Voci per l'etichettatura dei contorni:
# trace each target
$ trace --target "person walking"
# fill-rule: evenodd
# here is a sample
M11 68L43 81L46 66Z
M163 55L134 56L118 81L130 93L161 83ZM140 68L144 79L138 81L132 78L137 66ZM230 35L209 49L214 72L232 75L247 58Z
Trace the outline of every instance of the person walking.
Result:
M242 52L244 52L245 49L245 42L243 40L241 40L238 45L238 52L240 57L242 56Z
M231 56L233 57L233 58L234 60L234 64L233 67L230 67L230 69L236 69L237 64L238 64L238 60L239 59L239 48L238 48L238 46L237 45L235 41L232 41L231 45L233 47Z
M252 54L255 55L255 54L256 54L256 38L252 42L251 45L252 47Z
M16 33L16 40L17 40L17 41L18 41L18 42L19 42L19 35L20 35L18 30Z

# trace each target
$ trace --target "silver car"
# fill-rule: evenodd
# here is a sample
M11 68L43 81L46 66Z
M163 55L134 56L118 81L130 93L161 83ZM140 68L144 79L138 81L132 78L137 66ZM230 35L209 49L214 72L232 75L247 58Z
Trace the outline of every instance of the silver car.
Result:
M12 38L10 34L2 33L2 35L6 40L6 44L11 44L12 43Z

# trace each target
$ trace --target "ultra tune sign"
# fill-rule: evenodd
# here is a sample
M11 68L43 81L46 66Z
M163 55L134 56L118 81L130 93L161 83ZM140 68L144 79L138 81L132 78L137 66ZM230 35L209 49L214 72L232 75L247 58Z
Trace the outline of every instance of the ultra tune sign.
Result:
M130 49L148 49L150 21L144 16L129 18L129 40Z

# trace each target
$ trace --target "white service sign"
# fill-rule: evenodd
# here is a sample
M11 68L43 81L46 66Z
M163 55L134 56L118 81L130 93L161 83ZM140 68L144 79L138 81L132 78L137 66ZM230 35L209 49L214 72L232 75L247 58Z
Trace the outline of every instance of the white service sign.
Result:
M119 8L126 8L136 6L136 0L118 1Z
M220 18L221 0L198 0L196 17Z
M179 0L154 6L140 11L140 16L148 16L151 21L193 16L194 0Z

◆ Cosa fare
Sostituisci "here is a sample" con "sample outlines" in tutti i record qui sopra e riporta le righe con tutto il resto invariato.

◆ Risposta all'esercizio
# trace each target
$ trace --target "person walking"
# fill-rule: evenodd
# sample outlines
M11 68L43 81L46 66Z
M163 55L134 56L118 81L130 93L161 83ZM140 68L144 79L138 81L132 78L137 66ZM230 35L209 49L214 72L232 75L247 58Z
Trace the outline of every instance of the person walking.
Result:
M242 52L244 52L245 49L245 42L243 40L241 40L238 45L238 52L240 57L242 56Z
M231 56L233 57L233 58L234 60L234 64L233 67L230 67L230 69L236 69L237 64L238 64L238 60L239 59L239 48L238 48L238 46L237 45L235 41L232 41L231 45L233 47Z
M252 54L255 55L255 54L256 54L256 38L252 42L251 45L252 47Z
M16 33L16 40L17 40L17 41L18 41L18 42L19 42L19 35L20 35L18 30Z

# trace each target
$ trace --target "silver car"
# fill-rule: evenodd
# sample outlines
M11 68L43 81L46 66Z
M163 55L134 56L118 81L130 93L161 83ZM140 68L144 79L138 81L132 78L137 66ZM230 35L209 49L214 72L232 75L247 58Z
Trace the outline of every instance of the silver car.
Result:
M12 38L10 34L2 33L2 35L6 40L6 44L11 44L12 43Z

# trace each target
$ trace --target "ultra tune sign"
# fill-rule: evenodd
# sample outlines
M11 68L43 81L46 66Z
M163 55L134 56L118 81L130 93L161 83ZM140 68L144 79L138 81L132 78L137 66ZM230 35L209 49L214 72L232 75L247 58Z
Trace the outline of every instance of the ultra tune sign.
Result:
M130 49L148 49L150 21L144 16L129 18L129 40Z

# trace each target
$ trace --target "white service sign"
# fill-rule: evenodd
# sample outlines
M11 68L43 81L46 66Z
M163 55L134 56L118 81L130 93L161 83ZM140 68L144 79L138 81L132 78L137 66ZM230 35L209 49L214 72L232 75L247 58Z
Trace the outline of every instance of the white service sign.
Result:
M119 8L126 8L136 6L136 0L118 1Z
M220 18L221 0L198 0L196 17Z
M179 0L154 6L140 11L140 16L148 16L151 21L193 16L194 0Z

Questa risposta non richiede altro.